▶ _TEXTE PROPOSÉ_
'''

Néolibéralisme et djihadisme

samedi 10 janvier 2015.
 

Par Marie-Jean Sauret, psychanalyste, professeur émérite des universités et auteur.

Comment est-il possible que le djihad non seulement trouve un écho favorable en France, mais y prenne l’allure d’une croisade de jeunes gens et de jeunes filles élevés dans un environnement areligieux ou chrétien et parfois musulman  ? Répondre supposerait d’examiner la façon dont se nouent deux dimensions essentielles  : le vivre-ensemble contemporain et ses caractéristiques et le fonctionnement psychologique des sujets concernés. Ce nouage s’effectue habituellement dans la famille.

'''

▶ _EXTRAIT DU LISTING_

'''

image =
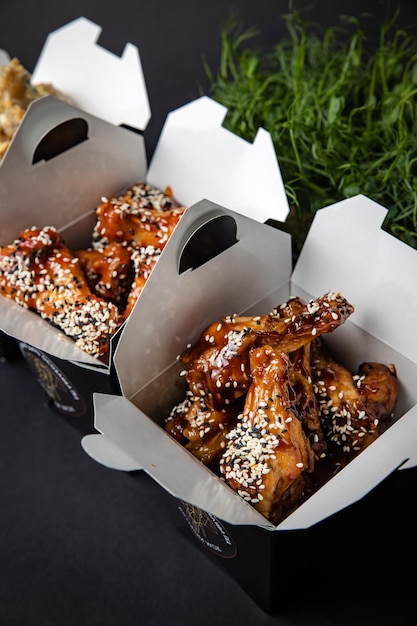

'''

▶ _ÉNONCÉ 1_
Réécrivez le passage du texte sur le néolibéralisme et le djihadisme qui commence par « Par Marie-Jean Sauret, psychanalyste, professeur » et va jusqu'à « dans la famille. », en substituant « épopée » à « croisade ».
▶ _ÉNONCÉ 2_
Rédigez la suite du texte sur le néolibéralisme et le djihadisme, à partir de sa dernière phrase.

▶ _RÉPONSE ATTENDUE 1_
Par Marie-Jean Sauret, psychanalyste, professeur émérite des universités et auteur.

Comment est-il possible que le djihad non seulement trouve un écho favorable en France, mais y prenne l’allure d’une épopée de jeunes gens et de jeunes filles élevés dans un environnement areligieux ou chrétien et parfois musulman  ? Répondre supposerait d’examiner la façon dont se nouent deux dimensions essentielles  : le vivre-ensemble contemporain et ses caractéristiques et le fonctionnement psychologique des sujets concernés. Ce nouage s’effectue habituellement dans la famille.

▶ _RÉPONSE ATTENDUE 2_
La famille se définit par cette fonction et non par ses formes aujourd’hui multiples et appelées à se diversifier encore – bien au-delà des familles dites patriarcales, nucléaires ou monoparentales. L’humain naît deux fois  : une fois organiquement et une fois comme sujet parlant. Cette seconde naissance requiert toute l’attention  : la famille est le lieu qui, tout en autorisant la sexualité entre adultes et en protégeant les enfants, transmet à ces derniers les éléments et le temps (l’éducation) nécessaire à chacun. Il y construit la solution qui l’autorisera à effectuer l’un des pas les plus importants pour la société  : s’en aller. La solution qu’il emporte est celle qui lui permet d’abord de nouer entre elles les dimensions dont il est fabriqué (le corps, le sens, le langage) et avec le lien social où il est appelé à les mettre à l’épreuve du fait d’y vivre. Il s’agit ainsi d’y loger ce qui fait sa singularité, d’une part, sans s’y dissoudre, et d’autre part, sans que le collectif ne vole en éclats.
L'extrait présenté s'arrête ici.